Exercise objective: Reproduce verbatim the final portion of the material below, from the line containing "One pin per instance of the house, set" through its last line, and nothing else.

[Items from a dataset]
+++
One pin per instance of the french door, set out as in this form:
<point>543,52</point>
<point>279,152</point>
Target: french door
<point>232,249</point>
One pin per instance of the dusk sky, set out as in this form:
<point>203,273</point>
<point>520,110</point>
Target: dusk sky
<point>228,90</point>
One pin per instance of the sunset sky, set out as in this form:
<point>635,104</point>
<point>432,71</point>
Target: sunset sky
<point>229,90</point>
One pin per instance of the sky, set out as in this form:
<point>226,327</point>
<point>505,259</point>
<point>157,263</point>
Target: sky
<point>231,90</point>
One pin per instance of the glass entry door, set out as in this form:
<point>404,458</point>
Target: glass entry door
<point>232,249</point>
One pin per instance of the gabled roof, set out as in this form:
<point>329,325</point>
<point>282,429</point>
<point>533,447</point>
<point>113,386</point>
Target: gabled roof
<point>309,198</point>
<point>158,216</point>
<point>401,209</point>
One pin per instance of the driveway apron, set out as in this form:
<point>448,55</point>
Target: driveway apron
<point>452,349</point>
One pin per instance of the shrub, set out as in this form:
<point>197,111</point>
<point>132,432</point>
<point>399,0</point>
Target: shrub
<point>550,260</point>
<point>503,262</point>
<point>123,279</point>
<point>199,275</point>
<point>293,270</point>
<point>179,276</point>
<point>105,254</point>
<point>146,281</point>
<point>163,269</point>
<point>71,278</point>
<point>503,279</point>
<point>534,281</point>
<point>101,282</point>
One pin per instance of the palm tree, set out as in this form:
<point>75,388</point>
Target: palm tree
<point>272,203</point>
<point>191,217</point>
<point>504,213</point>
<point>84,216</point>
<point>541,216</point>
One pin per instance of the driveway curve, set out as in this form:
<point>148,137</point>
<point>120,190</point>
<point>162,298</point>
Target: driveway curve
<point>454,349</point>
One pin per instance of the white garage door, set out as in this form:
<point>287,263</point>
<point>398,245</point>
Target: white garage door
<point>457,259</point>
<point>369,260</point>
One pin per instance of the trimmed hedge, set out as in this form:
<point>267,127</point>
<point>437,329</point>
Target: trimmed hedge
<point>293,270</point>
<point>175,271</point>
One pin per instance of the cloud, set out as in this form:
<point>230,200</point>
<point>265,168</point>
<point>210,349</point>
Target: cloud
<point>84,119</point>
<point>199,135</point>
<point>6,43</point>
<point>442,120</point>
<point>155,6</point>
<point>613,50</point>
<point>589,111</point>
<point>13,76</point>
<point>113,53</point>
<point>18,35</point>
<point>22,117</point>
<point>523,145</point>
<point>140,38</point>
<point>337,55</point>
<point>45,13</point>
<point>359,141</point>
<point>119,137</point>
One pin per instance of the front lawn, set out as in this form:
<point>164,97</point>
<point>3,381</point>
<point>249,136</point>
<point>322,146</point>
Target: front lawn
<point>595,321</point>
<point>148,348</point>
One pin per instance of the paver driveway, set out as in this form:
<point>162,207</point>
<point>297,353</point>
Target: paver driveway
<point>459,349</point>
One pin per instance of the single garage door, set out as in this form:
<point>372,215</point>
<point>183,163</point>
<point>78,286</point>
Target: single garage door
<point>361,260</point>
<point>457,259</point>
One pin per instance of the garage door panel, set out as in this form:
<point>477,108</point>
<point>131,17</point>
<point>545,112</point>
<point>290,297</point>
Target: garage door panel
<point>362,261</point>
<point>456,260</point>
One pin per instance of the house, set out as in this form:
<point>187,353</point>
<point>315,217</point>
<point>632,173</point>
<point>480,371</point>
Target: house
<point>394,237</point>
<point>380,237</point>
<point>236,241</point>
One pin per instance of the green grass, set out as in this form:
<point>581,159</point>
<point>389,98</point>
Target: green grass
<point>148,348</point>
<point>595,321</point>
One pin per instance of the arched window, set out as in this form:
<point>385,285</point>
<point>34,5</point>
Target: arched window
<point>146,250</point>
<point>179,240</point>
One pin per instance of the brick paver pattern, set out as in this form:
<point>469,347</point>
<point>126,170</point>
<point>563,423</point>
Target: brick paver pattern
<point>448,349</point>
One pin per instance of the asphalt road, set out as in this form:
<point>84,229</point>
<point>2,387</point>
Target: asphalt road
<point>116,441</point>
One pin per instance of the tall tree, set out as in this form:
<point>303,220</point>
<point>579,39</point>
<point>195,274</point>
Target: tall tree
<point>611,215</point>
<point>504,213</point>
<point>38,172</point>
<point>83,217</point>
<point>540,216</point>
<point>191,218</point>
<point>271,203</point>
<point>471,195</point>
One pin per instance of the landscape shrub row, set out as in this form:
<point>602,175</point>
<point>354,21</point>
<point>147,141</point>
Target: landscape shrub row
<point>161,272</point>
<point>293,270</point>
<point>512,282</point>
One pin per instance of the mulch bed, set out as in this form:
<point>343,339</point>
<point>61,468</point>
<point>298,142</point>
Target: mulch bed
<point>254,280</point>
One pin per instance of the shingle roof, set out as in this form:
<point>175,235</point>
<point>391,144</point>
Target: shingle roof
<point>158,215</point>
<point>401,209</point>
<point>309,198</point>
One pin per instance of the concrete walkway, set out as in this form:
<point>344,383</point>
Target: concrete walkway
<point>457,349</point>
+++
Full answer:
One pin per instance of the house, set out as in this form:
<point>187,353</point>
<point>315,217</point>
<point>632,173</point>
<point>480,371</point>
Target: house
<point>394,237</point>
<point>380,237</point>
<point>236,241</point>
One pin per instance of the green grass, set out as in this form:
<point>581,159</point>
<point>389,98</point>
Target: green grass
<point>148,348</point>
<point>595,321</point>
One pin per instance of the arched window, set out as in this form:
<point>385,285</point>
<point>34,5</point>
Target: arched window
<point>146,250</point>
<point>179,240</point>
One pin per instance of the brick paver pattern, set out as in this form:
<point>469,347</point>
<point>126,170</point>
<point>563,423</point>
Target: brick paver pattern
<point>448,349</point>
One pin per instance of the asphalt road, set out as in this form:
<point>84,229</point>
<point>2,387</point>
Target: asphalt road
<point>116,441</point>
One pin per instance of the tall tree, set out as in this form:
<point>303,220</point>
<point>579,39</point>
<point>195,274</point>
Target: tall tree
<point>611,215</point>
<point>504,213</point>
<point>38,172</point>
<point>83,217</point>
<point>540,216</point>
<point>191,218</point>
<point>271,203</point>
<point>471,195</point>
One pin per instance of the landscape shrub row, set out as in this form:
<point>602,175</point>
<point>354,21</point>
<point>147,141</point>
Target: landscape shrub row
<point>161,272</point>
<point>293,270</point>
<point>512,282</point>
One pin per instance of the mulch bed, set out as in this form:
<point>343,339</point>
<point>61,468</point>
<point>298,142</point>
Target: mulch bed
<point>254,280</point>
One pin per instance of the shingle roof, set out as in this form:
<point>175,235</point>
<point>391,144</point>
Target: shingle roof
<point>158,215</point>
<point>401,209</point>
<point>309,198</point>
One pin per instance of the concrete walkway, set out as in this form:
<point>344,383</point>
Target: concrete walkway
<point>457,349</point>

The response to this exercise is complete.